*** Opening of SOURCE DOCUMENT ***

A young Hawaiian monk seal that was removed from the wild last year for treatment and rehabilitation is providing researchers at the University of California, Santa Cruz, with a rare opportunity to study the physiology of this critically endangered species.
Ultimately, the information from these studies can be used to help monk seals in the wild, according to Terrie Williams, a professor of ecology and evolutionary biology at UC Santa Cruz, who is overseeing the research in coordination with the NOAA Fisheries Service's Marine Mammal Health and Stranding Response Program, the Marine Mammal Center in Sausalito, and other researchers.
"No one has ever had the opportunity to conduct these kinds of basic physiological studies with a tropical seal," she said. "The monk seal population is in trouble, and we hope that these studies will help us to better understand their habitat requirements."
The seal--named Hō'ailona and also known by its field identification number, KP2--is currently being evaluated at UCSC's Long Marine Laboratory and may need eye surgery to treat cataracts in both eyes. Hō'ailona was abandoned by his mother a few days after his birth in May 2008. Rescued from a beach on the island of Kauai, he was cared for by scientists from the NOAA Fisheries Service and released back to the wild on the island of Molokai in December 2008.
But Hō'ailona did not adapt well to life in the wild. Habituated to humans, he began hanging out at a popular wharf and interacting with people in the water and on the beach. Hō'ailona soon became a celebrity on Molokai, playing with and being fed by people instead of learning how to live as a wild monk seal. As he grew larger, his interactions with people began to pose a risk to his own welfare as well as to public safety.
To address these concerns, NOAA officials removed Hō'ailona from the wild in November 2009 with the intention of relocating him to a remote area in the Hawaiian Islands where there are numerous seals for him to interact with and very few people. During a veterinary evaluation in preparation for his relocation, however, it was discovered that Hō'ailona had a degenerative eye condition that would seriously hamper his ability to care for himself in the wild. Therefore, NOAA officials decided that it was best for Hō'ailona to be kept under expert care and not released back into the wild.

*** Close of SOURCE DOCUMENT ***

◆ USING THE INFORMATION
1/ Translate this sentence from the monk seal article into Spanish: "But Hō'ailona did not adapt well to life in the wild."
2/ Return everything in the monk seal article from "To address these" down to "into the wild.", unchanged.
These lines have no connection to the monk seal article.

*** Opening of THE DATA ***

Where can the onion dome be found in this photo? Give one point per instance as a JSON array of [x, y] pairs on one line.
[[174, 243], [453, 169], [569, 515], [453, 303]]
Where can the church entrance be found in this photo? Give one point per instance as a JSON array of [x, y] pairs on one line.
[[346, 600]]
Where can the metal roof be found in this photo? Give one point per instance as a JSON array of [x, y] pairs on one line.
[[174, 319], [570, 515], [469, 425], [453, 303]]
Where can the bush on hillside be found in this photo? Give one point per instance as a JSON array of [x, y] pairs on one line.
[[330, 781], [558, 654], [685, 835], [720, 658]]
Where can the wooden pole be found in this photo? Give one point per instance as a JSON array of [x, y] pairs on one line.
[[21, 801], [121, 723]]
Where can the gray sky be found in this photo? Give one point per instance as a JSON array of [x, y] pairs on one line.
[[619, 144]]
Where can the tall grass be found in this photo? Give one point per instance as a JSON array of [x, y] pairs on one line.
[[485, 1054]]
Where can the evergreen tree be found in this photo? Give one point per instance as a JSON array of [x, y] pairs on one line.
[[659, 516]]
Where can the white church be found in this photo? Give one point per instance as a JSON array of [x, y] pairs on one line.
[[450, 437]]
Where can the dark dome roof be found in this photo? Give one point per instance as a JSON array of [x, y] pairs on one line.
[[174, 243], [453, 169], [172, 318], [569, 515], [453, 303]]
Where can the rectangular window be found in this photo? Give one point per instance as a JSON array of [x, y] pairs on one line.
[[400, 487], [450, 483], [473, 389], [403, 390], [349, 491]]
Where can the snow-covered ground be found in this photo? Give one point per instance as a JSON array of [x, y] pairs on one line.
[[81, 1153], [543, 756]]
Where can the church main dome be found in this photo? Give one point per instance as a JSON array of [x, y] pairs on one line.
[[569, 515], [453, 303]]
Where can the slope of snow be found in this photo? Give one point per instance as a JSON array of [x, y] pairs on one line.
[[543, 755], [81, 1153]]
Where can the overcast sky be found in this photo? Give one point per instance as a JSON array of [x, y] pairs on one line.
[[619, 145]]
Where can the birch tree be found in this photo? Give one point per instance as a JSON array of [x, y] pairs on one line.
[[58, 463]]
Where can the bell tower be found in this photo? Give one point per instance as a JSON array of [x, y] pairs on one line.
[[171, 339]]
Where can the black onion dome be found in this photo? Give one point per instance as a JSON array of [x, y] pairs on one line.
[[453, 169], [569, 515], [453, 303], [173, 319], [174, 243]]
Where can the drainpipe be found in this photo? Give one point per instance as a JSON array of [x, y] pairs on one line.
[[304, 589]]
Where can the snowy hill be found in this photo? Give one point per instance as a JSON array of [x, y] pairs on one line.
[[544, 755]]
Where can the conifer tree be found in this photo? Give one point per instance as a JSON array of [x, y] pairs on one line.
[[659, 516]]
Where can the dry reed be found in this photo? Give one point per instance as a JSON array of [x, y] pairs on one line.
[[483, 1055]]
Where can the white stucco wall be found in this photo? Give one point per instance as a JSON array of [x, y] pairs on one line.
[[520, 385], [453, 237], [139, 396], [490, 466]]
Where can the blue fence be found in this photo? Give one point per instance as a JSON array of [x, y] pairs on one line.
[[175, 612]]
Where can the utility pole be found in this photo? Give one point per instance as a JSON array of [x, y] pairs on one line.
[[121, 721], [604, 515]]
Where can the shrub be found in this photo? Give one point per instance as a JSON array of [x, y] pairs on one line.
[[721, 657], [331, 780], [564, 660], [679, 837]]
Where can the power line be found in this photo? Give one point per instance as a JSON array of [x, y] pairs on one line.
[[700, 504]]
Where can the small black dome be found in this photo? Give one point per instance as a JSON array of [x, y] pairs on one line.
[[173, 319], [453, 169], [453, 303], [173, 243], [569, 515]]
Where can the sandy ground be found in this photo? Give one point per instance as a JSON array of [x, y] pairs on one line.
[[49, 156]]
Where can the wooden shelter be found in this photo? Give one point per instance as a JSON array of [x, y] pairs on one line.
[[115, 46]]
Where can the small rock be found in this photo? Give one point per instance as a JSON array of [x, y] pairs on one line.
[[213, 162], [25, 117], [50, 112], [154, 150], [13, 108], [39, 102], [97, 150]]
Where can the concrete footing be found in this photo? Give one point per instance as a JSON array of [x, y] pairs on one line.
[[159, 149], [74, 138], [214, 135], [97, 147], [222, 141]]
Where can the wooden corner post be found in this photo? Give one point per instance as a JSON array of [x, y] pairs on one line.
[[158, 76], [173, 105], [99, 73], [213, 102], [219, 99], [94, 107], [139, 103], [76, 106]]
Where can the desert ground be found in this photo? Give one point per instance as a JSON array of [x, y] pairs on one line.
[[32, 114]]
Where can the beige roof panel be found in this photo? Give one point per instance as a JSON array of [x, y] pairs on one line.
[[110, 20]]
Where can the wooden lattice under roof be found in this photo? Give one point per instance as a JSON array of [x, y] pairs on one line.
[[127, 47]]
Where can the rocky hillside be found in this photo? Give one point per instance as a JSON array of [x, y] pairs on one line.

*** Close of THE DATA ***

◆ WRITTEN RESPONSES
1/ Pero Hō'ailona no se adaptó bien a la vida en libertad.

2/
To address these concerns, NOAA officials removed Hō'ailona from the wild in November 2009 with the intention of relocating him to a remote area in the Hawaiian Islands where there are numerous seals for him to interact with and very few people. During a veterinary evaluation in preparation for his relocation, however, it was discovered that Hō'ailona had a degenerative eye condition that would seriously hamper his ability to care for himself in the wild. Therefore, NOAA officials decided that it was best for Hō'ailona to be kept under expert care and not released back into the wild.